begin Data to process

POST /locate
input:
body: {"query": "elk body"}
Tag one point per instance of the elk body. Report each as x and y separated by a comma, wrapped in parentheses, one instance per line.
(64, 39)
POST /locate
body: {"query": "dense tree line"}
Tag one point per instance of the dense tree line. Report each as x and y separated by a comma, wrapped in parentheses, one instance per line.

end Data to process
begin Data to process

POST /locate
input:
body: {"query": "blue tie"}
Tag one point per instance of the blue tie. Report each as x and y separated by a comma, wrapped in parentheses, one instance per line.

end Data to process

Report every line of the data above that contains the word "blue".

> **The response**
body: {"query": "blue tie"}
Tag one point per instance of the blue tie. Report each as x and y separated by a comma, wrapped in parentheses, one instance per line.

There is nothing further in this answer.